Return every line of the listing below word for word, leaving out the pictures.

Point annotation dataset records
________

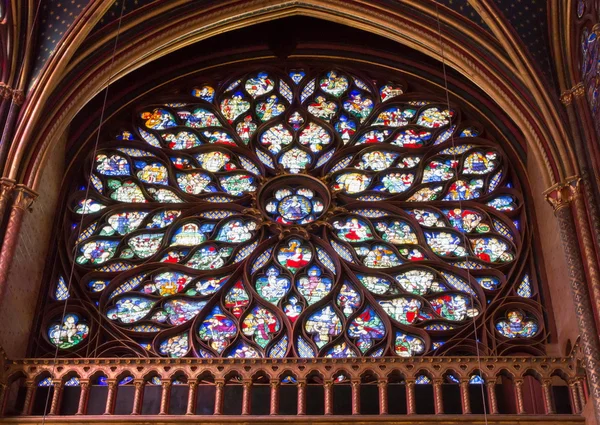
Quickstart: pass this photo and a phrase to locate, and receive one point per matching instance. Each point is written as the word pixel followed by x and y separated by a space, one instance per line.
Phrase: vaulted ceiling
pixel 528 18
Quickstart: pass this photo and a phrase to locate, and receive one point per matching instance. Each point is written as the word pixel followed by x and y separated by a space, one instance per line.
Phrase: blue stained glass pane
pixel 62 292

________

- The output
Quickstart: pass this photo and a phrase to locate, and receive one point per matching instance. Each point is written as the word pixel followed by x and y separated by a space, one instance per line.
Phrase: vaulted ceiling
pixel 528 18
Quickstart: pass this photo and a phrase to locate, and receive one point per matching instance. Each point is written as the word pixel followed by x and y separated by a space, one instance per line.
Phrase: blue stained glass pane
pixel 62 292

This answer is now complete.